> Quoted passage:
— BEGIN —

Sunday, May 13, 2018

Frederick Douglass's Children
Lewis Henry Douglass
 
Lewis Henry Douglass was born October 9, 1840, in New Bedford, Massachusetts.  He and his family moved from Lynn, Massachusetts, to Rochester, New York, in 1847 when he was seven.  He was privately tutored, presumably, until he was admitted to a white Rochester public school in 1850.
 
Lewis would become a printer by trade.  In her biography about her mother, Lewis’s sister Rosetta wrote:
 
During one of the summer vacations the question arose in father's mind as to how his sons should be employed, for them to run wild through the streets was out of the question. There was much hostile feeling against the colored boys and as he would be from home most of the time, he felt anxious about them. Mother came to the rescue with the suggestion that they be taken into the office and taught the case. They were little fellows and the thought had not occurred to father. He acted upon the suggestion and at the ages of eleven and nine they were perched upon blocks and given their first lesson in printer's ink, besides being employed to carry papers and mailing them (Sprague 2).
 
Lewis worked as a typesetter for his father’s The North Star and Douglass’ Weekly.  “At the time of the capture [1859] of old John Brown, his father having suddenly to flee to England, Lewis took full charge of his father's extensive business though only nineteen years of age” (Civil 1).
 
We get a glimpse of the Douglass family in Rochester during March 1861 from a diary entry written by Julia Wilbur, an ardent abolitionist neighbor.
 
This P.M. Mrs. Coleman went with me to Frederick Douglass’ & we took tea with all his family & spent the evening. It was a very pleasant & interesting visit. Mrs. Watkyes & Mrs. Blackhall & Gerty C. were there.  There was sensible and lively conversation & music. Mrs. D. although an uneducated black woman appeared as well, & did the part of hostess as efficiently as the generality of white women.
 
The daughter Rosa is as pleasant & well informed & well behaved as girls in
general who have only ordinary advantages of education. The sons Lewis, Freddy, & Charles, aged 21, 19 & 17 respectively, are uncommonly dignified & gentlemanly young men.

— END —

Stored dataset items:
— BEGIN —

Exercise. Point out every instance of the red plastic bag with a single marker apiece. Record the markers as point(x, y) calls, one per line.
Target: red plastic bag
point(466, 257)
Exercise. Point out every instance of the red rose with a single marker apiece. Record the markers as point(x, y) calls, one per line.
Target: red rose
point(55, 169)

— END —
— BEGIN —

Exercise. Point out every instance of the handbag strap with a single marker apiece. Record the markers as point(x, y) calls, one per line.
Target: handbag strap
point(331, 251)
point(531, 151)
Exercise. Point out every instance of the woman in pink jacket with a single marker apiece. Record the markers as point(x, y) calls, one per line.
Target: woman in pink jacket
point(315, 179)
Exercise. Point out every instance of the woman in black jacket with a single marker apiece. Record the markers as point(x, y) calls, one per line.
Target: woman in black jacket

— END —
— BEGIN —

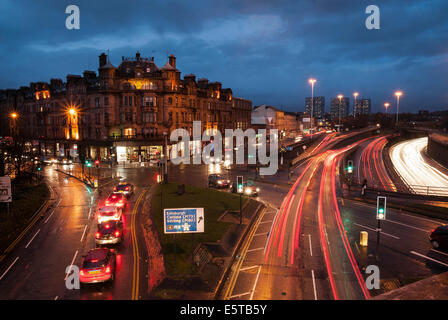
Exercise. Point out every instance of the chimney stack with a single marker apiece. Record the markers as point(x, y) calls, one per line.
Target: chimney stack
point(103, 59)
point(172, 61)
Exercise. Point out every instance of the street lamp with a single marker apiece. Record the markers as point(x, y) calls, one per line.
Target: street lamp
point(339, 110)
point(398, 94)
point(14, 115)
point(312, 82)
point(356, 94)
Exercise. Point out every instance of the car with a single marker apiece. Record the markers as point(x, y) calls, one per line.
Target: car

— END —

> Parts of the exercise:
1. According to the piece about Lewis Henry Douglass, in what year was Lewis admitted to a white Rochester public school?
2. Reproduce word for word everything in the piece about Lewis Henry Douglass from "Lewis worked as" down to "of white women.".
3. Using the piece about Lewis Henry Douglass, decide whether each statement agrees with it. Answer yes or no and quote the words that decide it. (a) Lewis was born in Lynn, Massachusetts. (b) Lewis took charge of his father's business at nineteen. (c) Julia Wilbur went to the Douglass home together with Mrs. Coleman.
Please draw only on the piece about Lewis Henry Douglass, not on the data.

> Solution list:
1. 1850

2.
Lewis worked as a typesetter for his father’s The North Star and Douglass’ Weekly.  “At the time of the capture [1859] of old John Brown, his father having suddenly to flee to England, Lewis took full charge of his father's extensive business though only nineteen years of age” (Civil 1).
 
We get a glimpse of the Douglass family in Rochester during March 1861 from a diary entry written by Julia Wilbur, an ardent abolitionist neighbor.
 
This P.M. Mrs. Coleman went with me to Frederick Douglass’ & we took tea with all his family & spent the evening. It was a very pleasant & interesting visit. Mrs. Watkyes & Mrs. Blackhall & Gerty C. were there.  There was sensible and lively conversation & music. Mrs. D. although an uneducated black woman appeared as well, & did the part of hostess as efficiently as the generality of white women.

3.
(a) No: "born October 9, 1840, in New Bedford, Massachusetts"
(b) Yes: "Lewis took full charge of his father's extensive business though only nineteen years of age"
(c) Yes: "Mrs. Coleman went with me to Frederick Douglass’ & we took tea with all his family"